Quel que soit le nom sous lequel on la cache, la sexualité se trouve au coeur du massage tantrique, et plus largement du tantrisme. S'il ne s'agissait que de cela, elle n'aurait guère d'intérêt, car il existe actellement mille autres moyens plus faciles de la pratiquer. Si le tantra recourt à la sexualité c'est qu'il considère qu'elle est le moteur humain le plus puissant pour produire de l'énergie : elle est à l'origine de toute vie, en est un moteur essentiel, parvenant à renverser des obstacles apparemment insurmontables. Accessible à tout un chacun, elle apporte de plus un plaisir intense, solitaire ou partagé. De quoi donc la faire détester de ceux qui rêvent d'un monde meilleur (pourquoi le rechercher s'il se trouve déjà sur terre ?) et tenter de la contrôler pour ceux qui veulent diriger "au mieux" les consciences, donc la société.

┄┄┄┄┄┄┄┄┄┄┄┄┄┄┄┄┄┄┄┄

Énoncé 1:
Répondez brièvement à ces questions sur l'extrait :
(a) Qu'est-ce qui se trouve au cœur du massage tantrique ?
(b) Comment le tantra considère-t-il la sexualité en matière d'énergie ?
(c) Quel plaisir la sexualité apporte-t-elle ?
Énoncé 2: Reproduisez à l'identique, s'il vous plaît, les lignes des enregistrements allant de celle qui contient "Where can the hazy" jusqu'à la fin des enregistrements, les deux bornes comprises. Laissez les images de côté.
Ces enregistrements n'ont aucun lien avec l'extrait.

(Enregistrements extraits)
┄┄┄┄┄┄┄┄┄┄┄┄┄┄┄┄┄┄┄┄

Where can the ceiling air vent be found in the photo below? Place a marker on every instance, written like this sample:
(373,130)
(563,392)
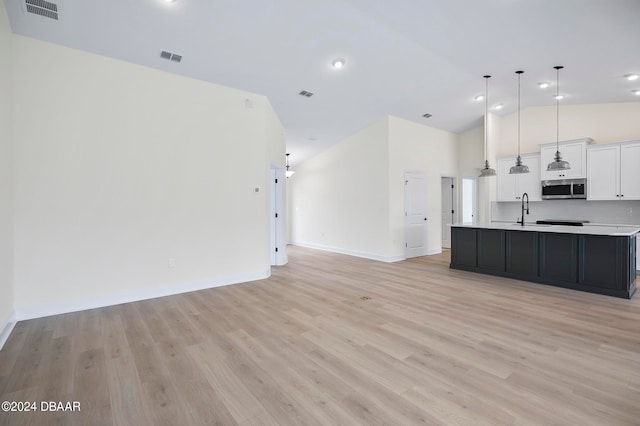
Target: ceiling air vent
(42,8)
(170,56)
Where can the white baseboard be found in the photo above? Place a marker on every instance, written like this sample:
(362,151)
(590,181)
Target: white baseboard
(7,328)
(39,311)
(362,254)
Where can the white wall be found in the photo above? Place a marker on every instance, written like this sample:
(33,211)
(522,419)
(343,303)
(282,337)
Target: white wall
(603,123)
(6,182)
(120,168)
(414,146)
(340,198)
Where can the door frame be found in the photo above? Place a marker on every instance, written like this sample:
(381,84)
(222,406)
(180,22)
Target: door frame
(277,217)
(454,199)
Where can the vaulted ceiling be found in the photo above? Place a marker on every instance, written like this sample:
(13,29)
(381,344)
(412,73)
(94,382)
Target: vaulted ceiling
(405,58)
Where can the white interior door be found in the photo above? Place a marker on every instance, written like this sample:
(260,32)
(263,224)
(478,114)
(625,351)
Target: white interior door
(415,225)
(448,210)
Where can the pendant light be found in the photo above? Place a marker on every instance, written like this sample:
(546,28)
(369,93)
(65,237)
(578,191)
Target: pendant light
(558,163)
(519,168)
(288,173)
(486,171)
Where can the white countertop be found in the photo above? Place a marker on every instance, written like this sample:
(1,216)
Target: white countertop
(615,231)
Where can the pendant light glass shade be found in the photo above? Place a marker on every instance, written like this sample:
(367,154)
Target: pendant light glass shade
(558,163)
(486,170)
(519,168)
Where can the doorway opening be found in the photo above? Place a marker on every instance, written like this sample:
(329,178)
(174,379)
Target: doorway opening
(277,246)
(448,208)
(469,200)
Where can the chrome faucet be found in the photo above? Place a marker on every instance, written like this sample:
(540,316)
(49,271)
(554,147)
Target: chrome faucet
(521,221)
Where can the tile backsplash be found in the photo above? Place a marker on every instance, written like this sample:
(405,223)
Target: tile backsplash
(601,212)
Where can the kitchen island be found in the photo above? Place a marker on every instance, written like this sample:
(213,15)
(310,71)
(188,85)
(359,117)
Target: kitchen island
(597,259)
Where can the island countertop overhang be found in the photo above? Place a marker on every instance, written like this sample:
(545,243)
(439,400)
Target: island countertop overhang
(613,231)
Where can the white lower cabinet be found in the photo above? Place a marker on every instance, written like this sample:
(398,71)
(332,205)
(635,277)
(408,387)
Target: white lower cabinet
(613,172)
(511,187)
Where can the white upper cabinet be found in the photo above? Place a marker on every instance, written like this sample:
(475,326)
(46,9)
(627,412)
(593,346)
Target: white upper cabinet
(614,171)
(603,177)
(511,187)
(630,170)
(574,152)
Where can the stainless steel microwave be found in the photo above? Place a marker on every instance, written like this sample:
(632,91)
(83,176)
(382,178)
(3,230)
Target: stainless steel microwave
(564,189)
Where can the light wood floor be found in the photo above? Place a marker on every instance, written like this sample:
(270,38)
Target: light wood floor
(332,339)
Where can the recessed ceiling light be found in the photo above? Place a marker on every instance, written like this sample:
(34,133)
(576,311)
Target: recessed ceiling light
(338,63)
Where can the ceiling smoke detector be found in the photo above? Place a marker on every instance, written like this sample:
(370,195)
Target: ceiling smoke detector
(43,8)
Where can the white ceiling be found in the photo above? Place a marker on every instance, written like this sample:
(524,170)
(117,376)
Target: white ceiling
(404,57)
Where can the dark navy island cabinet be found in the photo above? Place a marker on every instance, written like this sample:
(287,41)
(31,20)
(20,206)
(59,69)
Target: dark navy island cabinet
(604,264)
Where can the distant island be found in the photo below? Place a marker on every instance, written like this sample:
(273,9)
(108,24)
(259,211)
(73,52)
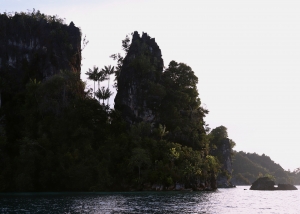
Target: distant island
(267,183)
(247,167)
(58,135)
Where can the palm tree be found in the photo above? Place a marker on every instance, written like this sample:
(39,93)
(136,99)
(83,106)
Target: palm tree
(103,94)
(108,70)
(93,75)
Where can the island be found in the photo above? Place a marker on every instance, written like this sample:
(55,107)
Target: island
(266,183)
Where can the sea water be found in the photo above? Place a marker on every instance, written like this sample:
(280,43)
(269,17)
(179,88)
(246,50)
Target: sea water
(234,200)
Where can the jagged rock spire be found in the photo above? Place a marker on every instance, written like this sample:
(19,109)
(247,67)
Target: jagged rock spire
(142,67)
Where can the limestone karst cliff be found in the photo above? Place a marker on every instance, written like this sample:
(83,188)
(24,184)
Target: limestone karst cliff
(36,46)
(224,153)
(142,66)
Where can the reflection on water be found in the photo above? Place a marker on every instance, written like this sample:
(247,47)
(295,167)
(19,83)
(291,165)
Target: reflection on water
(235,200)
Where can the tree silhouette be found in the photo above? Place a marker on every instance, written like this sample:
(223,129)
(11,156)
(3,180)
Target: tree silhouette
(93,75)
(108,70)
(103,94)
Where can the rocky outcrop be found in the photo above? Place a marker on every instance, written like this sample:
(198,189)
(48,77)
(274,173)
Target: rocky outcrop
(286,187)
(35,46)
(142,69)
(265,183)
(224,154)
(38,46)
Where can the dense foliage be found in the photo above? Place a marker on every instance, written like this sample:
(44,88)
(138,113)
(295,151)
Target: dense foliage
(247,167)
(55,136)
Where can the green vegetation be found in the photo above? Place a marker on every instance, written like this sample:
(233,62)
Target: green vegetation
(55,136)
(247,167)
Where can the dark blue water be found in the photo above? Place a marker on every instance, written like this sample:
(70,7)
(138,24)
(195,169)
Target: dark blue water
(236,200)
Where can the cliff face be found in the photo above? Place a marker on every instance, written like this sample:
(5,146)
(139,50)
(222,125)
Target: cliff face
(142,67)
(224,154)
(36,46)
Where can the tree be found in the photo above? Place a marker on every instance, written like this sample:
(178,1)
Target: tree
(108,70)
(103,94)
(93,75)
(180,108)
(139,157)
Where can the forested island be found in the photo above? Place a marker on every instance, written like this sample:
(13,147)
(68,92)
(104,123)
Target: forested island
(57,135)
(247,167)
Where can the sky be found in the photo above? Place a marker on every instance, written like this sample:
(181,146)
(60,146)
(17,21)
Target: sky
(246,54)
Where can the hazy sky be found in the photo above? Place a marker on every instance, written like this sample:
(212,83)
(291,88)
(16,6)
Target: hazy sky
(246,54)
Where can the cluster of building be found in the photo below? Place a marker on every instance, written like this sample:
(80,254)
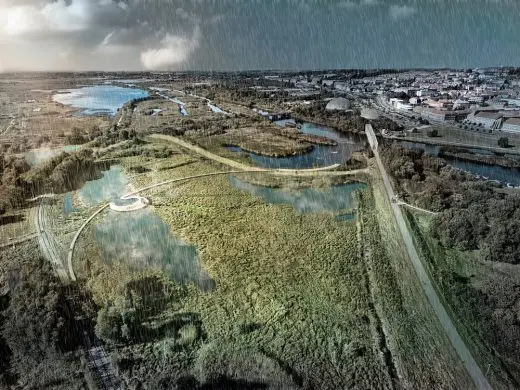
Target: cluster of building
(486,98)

┄┄┄┄┄┄┄┄┄┄┄┄┄┄┄┄┄┄┄┄

Réponse rédigée 1:
(a) La sexualité.
(b) Comme le moteur humain le plus puissant pour produire de l'énergie.
(c) Un plaisir intense, solitaire ou partagé.

Réponse rédigée 2:
Where can the hazy sky be found in the photo above? Place a marker on every instance, written like this sample:
(212,83)
(291,88)
(16,6)
Target: hazy sky
(246,54)
Where can the cluster of building be found in the photo below? Place a marker on every instance, written like this sample:
(80,254)
Target: cluster of building
(486,98)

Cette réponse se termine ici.